SHORT PROBLEM = Print verbatim the lines of the entries from the one containing "the white pickup truck" to the last, inclusive, and no others.
+ + + + +
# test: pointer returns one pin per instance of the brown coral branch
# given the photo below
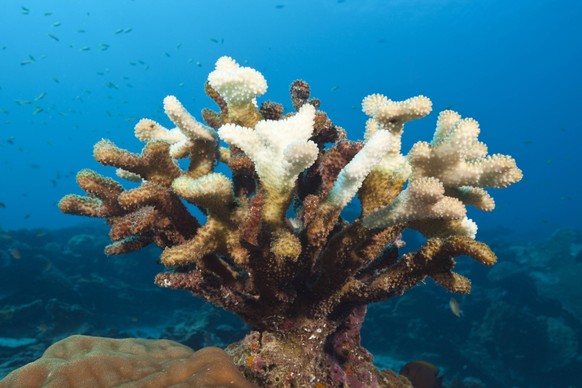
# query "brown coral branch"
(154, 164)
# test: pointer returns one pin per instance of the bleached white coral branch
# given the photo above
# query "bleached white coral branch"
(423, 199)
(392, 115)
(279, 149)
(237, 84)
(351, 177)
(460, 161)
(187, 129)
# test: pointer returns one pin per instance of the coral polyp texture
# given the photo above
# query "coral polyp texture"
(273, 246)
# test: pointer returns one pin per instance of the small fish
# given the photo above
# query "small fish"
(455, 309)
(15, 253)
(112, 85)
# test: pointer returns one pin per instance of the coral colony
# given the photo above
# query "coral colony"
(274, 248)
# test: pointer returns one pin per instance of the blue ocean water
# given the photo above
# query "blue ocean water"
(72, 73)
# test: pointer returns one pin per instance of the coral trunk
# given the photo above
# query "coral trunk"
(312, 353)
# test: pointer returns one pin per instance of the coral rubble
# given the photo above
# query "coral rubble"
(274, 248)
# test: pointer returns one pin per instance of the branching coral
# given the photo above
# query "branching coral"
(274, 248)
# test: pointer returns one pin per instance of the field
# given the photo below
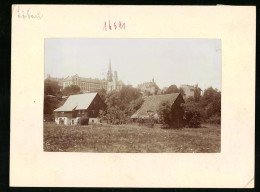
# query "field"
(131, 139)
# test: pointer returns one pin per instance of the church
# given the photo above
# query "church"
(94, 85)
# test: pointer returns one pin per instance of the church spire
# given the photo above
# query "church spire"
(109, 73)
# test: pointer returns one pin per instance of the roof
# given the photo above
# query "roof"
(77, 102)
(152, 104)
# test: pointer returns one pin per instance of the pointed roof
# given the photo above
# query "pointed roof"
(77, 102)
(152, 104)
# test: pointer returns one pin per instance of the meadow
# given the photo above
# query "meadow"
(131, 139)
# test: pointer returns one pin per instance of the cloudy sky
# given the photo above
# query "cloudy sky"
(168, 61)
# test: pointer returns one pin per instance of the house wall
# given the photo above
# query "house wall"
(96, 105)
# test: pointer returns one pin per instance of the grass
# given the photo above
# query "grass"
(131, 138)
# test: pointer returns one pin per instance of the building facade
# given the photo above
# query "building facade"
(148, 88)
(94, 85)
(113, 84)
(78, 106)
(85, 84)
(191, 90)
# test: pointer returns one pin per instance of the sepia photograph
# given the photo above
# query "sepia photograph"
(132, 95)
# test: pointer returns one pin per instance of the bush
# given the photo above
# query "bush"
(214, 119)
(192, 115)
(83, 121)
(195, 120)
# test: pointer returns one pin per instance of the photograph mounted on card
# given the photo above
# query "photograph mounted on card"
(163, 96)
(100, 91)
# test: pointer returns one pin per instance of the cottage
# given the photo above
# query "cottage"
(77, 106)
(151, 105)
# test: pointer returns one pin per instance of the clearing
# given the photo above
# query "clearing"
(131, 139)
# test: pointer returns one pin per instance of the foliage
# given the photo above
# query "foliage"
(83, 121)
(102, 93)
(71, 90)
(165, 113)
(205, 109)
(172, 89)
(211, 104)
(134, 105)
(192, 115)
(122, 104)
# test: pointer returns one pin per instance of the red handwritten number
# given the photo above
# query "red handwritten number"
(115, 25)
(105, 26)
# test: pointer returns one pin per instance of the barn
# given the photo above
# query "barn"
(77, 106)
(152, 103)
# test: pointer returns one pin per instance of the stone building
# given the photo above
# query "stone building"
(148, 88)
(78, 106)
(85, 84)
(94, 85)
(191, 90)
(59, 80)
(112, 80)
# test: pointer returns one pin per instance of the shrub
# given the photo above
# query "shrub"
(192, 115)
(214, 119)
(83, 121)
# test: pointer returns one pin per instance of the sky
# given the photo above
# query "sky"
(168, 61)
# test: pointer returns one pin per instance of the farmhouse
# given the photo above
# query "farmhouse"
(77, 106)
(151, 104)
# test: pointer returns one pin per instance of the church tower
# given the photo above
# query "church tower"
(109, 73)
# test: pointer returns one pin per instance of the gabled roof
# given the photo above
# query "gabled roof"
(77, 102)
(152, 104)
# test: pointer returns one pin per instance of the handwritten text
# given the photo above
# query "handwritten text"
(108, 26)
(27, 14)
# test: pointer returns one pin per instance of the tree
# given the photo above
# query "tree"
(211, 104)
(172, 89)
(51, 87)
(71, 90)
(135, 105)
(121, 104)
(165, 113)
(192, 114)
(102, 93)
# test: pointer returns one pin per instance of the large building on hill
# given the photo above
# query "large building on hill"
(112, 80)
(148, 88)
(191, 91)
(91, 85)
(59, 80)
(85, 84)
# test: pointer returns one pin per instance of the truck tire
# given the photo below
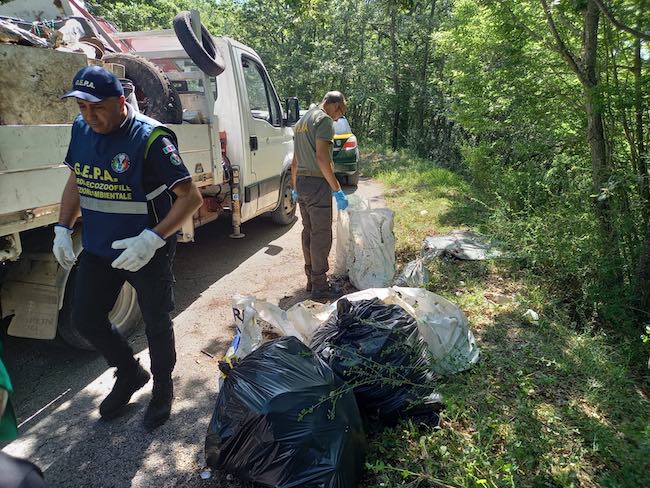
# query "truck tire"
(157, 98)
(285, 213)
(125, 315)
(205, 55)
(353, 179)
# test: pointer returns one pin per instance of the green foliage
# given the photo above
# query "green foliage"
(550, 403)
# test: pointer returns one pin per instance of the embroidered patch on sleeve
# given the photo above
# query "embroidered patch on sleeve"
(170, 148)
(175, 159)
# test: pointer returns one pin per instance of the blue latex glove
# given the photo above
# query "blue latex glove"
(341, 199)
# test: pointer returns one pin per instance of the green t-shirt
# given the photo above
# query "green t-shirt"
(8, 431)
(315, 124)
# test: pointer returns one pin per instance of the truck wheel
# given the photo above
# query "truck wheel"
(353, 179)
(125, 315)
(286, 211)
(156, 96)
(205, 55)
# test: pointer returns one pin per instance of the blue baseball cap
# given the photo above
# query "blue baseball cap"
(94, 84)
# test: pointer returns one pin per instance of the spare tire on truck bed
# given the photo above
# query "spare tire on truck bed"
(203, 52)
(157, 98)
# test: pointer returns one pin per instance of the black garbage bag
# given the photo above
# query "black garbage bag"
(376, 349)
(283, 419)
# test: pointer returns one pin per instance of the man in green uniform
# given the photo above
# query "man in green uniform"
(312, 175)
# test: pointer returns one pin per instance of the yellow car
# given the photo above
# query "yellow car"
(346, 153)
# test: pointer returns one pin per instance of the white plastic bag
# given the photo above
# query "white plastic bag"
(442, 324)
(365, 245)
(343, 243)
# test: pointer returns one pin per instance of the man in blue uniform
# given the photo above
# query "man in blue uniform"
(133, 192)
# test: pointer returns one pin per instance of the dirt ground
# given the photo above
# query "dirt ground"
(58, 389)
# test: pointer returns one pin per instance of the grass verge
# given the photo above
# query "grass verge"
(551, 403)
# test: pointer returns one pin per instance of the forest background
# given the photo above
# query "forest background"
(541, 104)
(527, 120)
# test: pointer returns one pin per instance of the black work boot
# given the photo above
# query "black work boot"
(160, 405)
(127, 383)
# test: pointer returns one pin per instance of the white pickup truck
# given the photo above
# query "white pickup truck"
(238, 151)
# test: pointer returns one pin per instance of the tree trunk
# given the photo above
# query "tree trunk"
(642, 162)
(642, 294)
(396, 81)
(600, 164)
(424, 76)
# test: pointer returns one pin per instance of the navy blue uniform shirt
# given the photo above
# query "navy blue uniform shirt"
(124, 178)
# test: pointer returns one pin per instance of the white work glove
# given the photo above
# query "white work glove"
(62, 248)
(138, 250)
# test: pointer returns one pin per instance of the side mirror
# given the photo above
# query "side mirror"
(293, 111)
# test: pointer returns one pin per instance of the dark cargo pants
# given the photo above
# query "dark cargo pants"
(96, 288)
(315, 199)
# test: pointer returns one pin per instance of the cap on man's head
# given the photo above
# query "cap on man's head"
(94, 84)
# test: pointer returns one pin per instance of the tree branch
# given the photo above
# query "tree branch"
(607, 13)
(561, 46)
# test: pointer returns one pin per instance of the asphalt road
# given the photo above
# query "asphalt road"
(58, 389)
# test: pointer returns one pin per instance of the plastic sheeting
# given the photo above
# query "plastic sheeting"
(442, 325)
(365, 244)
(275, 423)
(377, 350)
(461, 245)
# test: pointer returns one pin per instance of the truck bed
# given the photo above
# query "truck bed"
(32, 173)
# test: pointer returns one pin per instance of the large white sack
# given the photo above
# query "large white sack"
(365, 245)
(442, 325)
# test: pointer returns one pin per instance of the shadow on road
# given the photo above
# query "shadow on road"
+ + + + +
TASK RESULT =
# test: pointer returns one pin per instance of the white pickup truck
# given the photo above
# query "white pickup truck"
(238, 151)
# test: pointer returns one pin per instance of the tree trunk
# given the photo above
# query "tree trunk"
(642, 162)
(642, 294)
(396, 81)
(600, 164)
(424, 76)
# test: pointer returns one pin per instance of the navy blue uniform shirt
# given the photo above
# query "navy blue uniform shirt"
(124, 178)
# test: pointer returns one pin per instance of the white work glove
# given the photo above
# query "white work glove"
(62, 248)
(138, 250)
# test: pointer returns one pin per instance of the side mirror
# given the photo above
# query "side mirror"
(293, 111)
# test: pointer returns one pin per instance of the dark cargo pants
# given the photo above
# query "dark cargo pants"
(96, 288)
(315, 199)
# test: pointer returns one pin per instance of the cap on man's head
# given the photo above
# query "cap on man's head"
(94, 84)
# test: pointer returns one pin per instance of the tree branch
# given the photo above
# query "tree branch"
(607, 13)
(561, 46)
# test: pointer returns one pin per instance of the asphalt road
# given the photo above
# query "asphalt road"
(58, 389)
# test: pointer returns one pin per instance of the plastic sheeting
# given the photo above
# query "plastic sheeting"
(442, 325)
(365, 244)
(275, 423)
(377, 350)
(461, 245)
# test: pointer returns one pin per instance of the truck bed
# given the photo above
# query "truck bed"
(32, 173)
# test: pointer returns one pin per instance of the large white sack
# given the photo above
# query "large white sack"
(365, 245)
(442, 325)
# test: pointer returns one pin per instance of the shadow on road
# given the photo above
# query "shadow on road"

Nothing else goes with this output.